À FAIRE >> Recopiez sans rien changer le passage du texte à analyser qui commence par « L’analyse des chiffres » et se poursuit jusqu'à « accès au télétravail. ».

L’analyse des chiffres par l’assurance-maladie est sans appel. Le premier confinement a entraîné une chute de l’activité médicale et paramédicale qui a essentiellement impacté les personnes fragiles et celles n’ayant pas accès au télétravail.
L’étude EpiPhar sur la consommation de soins, menée conjointement par l’assurance-maladie et l’Agence nationale de sécurité du médicament et des produits de santé (ANSM) durant les huit semaines de confinement (et qui se poursuit aujourd’hui), pointe un fort déficit dans l’instauration de traitements et la réalisation d’examens. Ainsi, la chute des initiations d’antidiabétiques est de 48,5 %, soit 37 500 diabétiques potentiels non traités, et de 33 % pour l’insuline, soit « environ 10 000 diabétiques dont le traitement par hypoglycémiants oraux n’a pas été renforcé ou remplacé par de l’insuline », note l’ANSM. Des données confirmées, selon François-Xavier Broucq, à la tête de la Direction des assurés de la Direction déléguée à la gestion et à l’organisation des soins de la CNAM, par le moindre recours à Sophia, le service d’accompagnement des patients diabétiques mis en place par la CNAM depuis 2008 et comptant près de 820 000 adhérents.

EXTRAIT DE DONNÉES >>
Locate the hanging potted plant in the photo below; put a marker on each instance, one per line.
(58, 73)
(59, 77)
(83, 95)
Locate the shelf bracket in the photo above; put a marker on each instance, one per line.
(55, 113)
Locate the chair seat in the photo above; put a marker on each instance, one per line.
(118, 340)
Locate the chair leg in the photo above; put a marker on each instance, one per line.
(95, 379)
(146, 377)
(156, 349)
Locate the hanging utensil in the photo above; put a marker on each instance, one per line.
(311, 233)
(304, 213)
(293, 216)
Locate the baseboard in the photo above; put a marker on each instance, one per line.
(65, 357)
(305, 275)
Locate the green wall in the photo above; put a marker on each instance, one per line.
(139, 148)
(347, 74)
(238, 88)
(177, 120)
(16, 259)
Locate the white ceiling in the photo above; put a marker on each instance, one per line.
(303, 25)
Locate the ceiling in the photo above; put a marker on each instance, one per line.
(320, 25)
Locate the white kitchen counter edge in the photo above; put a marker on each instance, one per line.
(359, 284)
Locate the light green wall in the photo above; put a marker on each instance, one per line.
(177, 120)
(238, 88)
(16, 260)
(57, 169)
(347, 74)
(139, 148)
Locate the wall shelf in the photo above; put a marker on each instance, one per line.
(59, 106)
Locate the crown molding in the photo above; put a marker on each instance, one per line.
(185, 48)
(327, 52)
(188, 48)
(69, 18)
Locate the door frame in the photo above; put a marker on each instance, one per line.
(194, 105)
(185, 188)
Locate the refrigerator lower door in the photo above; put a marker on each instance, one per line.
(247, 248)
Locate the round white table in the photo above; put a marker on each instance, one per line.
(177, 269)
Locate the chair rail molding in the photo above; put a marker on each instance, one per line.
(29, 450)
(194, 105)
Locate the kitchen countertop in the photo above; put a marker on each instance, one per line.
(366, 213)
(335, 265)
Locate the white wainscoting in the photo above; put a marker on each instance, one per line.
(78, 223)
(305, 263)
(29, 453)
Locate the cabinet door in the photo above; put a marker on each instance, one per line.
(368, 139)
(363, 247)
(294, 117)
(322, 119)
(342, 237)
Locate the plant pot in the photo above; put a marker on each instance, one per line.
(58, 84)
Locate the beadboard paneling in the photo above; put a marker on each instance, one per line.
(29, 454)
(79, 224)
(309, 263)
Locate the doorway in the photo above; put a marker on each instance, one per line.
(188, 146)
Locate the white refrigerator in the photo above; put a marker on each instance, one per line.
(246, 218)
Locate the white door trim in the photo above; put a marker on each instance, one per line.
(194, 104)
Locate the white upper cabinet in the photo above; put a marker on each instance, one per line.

RÉPONSE À LA CONSIGNE >>
L’analyse des chiffres par l’assurance-maladie est sans appel. Le premier confinement a entraîné une chute de l’activité médicale et paramédicale qui a essentiellement impacté les personnes fragiles et celles n’ayant pas accès au télétravail.